## Start TEXT PROVIDED

Overall the cups are a confidence boost and I felt I was hanging on less and using less energy overall. As far as the "planted feel" of the front goes.... It was better, a bit more confidence in this area. Its not Honda like planted BUT it was overall a better bike. This isnt an inside line bike and that didnt change, BUT its usefully better everywhere else. Also I did not experience any significant increase in front feel heavyness wich I did a bit on the Honda. So far so good....
NEXT I installed the FCP Head Stays. Again not cheap BUT again a usefull improvment imo. Most notably was the effect on square edged bumps. The triumph chassis has more comfort than most others. The FCP head stays added to that noticably. Best way I can discribe this is square edged bumps felt rounded off. Less sharp edged in feel. For the old man this is great
. Anyone looking to get a bit more comfort will benafit from these. When ya look at these mounts ya wonder how can that be? Whats the difference? Shape tells the story. They are a bit stiffer laterally, (taller beam height than stock) , yet a bit more flexy in twist ( a bit thinner and an open area in the middle). This changes the flex characture in a way that works a bit better with this chassis. I do not believe you will get this same performance by buying the cut open 2026 triumph head stays. They do not do the same things exactly. The other thing I noticed was a bit less vibration above idle and all the way to the limiter. When ya change the stiffness of any part of a stucture ya change the way things resonate. Often ya cannot eliminate but only move the vibes around. That seems to be whats happened here as at idle it seems the vibes are a bit worse BUT everywhere else its noticably better. A good engineering trade off. BTW No setting changes needed on this one
LAST change was a Titainium swing arm pivot axle and two Titainium engine mount bolts again from FCP. At this point I am not certain what the benafit here is. I was toast by the time I made this change and the track had changed too much to compare to the beginning of test, so I will have to go back n forth with the stock stuff another day.......
So far the cups and the head stays are imo worth the coin AND the workmanship, quality, fit and finnish are first rate on these components. Everything fit perfectly and looks great.
Here are the settings using stock suspension components valving I have landed on so far for a 180lb vet expert ridding a variety of terrain ( the Compound MX track in Fulton NY, Broome Tioga Sports center track in Richford NY, and Jacksons MX track in Campvill NY) From deep sand and loam to hard pack. Click up and down from here to suit conditions.......

## End TEXT PROVIDED
## Start AVAILABLE DATA

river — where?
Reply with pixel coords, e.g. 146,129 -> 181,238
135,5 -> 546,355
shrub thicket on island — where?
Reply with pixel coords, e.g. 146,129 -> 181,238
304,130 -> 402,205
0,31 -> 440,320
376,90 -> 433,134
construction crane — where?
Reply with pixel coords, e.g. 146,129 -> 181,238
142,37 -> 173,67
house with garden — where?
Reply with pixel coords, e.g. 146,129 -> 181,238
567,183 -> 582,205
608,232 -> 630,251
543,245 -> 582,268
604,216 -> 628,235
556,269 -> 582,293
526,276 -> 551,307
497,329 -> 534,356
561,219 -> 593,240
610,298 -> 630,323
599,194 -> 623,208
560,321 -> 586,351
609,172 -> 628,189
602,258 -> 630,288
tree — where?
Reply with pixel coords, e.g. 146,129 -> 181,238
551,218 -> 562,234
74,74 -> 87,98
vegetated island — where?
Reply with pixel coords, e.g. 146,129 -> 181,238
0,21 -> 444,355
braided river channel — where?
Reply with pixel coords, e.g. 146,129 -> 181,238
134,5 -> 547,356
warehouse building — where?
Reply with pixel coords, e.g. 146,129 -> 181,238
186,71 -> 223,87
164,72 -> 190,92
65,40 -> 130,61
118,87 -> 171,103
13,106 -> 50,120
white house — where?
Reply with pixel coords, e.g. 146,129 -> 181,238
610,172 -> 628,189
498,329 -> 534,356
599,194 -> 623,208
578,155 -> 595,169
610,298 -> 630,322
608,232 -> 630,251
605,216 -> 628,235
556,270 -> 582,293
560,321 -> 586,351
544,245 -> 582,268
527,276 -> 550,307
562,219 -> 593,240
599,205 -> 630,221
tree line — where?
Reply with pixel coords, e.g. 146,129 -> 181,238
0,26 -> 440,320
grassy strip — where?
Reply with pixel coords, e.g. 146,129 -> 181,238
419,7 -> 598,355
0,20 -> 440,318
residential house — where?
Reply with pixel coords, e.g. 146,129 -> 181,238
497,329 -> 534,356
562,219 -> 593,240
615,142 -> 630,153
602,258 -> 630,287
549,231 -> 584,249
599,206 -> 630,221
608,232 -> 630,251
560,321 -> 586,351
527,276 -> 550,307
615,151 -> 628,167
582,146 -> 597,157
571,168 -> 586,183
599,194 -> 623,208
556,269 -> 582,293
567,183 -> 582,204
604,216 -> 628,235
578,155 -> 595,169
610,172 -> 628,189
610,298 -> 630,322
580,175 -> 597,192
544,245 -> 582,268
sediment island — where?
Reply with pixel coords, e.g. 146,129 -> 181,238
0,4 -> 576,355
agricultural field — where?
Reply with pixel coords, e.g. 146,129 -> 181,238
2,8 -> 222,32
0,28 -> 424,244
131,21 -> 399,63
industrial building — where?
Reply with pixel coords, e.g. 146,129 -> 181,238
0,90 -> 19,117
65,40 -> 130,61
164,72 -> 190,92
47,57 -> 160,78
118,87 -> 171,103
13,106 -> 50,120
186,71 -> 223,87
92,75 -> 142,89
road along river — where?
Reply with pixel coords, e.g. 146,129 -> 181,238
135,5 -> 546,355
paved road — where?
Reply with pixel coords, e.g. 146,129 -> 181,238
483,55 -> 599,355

## End AVAILABLE DATA

GIVEN TASK 1: Count the lines in the entries that contain the string "building", with case counting. Give only the number.
GIVEN TASK 2: Carry on the motocross bike write-up, starting after its final sentence.
The motocross bike write-up and the entries are unrelated material.

RESULT 1: 2

RESULT 2:
FORKS
2mm up in clamps( measured from just below cap), Compression 15 out from full hard( this takes the harsh edge off the stock setting of 13 out), Rebound 10 out, coils changed from .51Kg stock to .48 Kg AND 350 cc (stock is 310cc) of 0w-16 motor oil in outers ( better slide than fork fluid imo in outers AND better seal life as well, if this freaks ya out then use standard fork oil, its not a huge difference), this increase in oil level in outer tubes compensate for the softer coils and gives hold up and bottom resistance. This worked better with the FCP race cups than the stock coils and oil heights that rode too high with the cups
SHOCK
105mm sag ( see note below!), comp16 out ( again this takes harsh edge off, it appears this bike has too much low speed damp and not enough high speed giving both a harshness and a blow through in stroke and simply adding more low speed clicker to compensate only makes it more harsh), Rebound 12 out, High speed compression only 1 turn out ( with low speed comp opened up a bit the shock blows through the stroke way too much in g outs and hard acceleration so turning the high speed in to only 1 turn out gets the hold up back without the harshness. dont be afrade to go less or more here to fine tune). Ya gotta love the way the KYB stuff responds to adjustments.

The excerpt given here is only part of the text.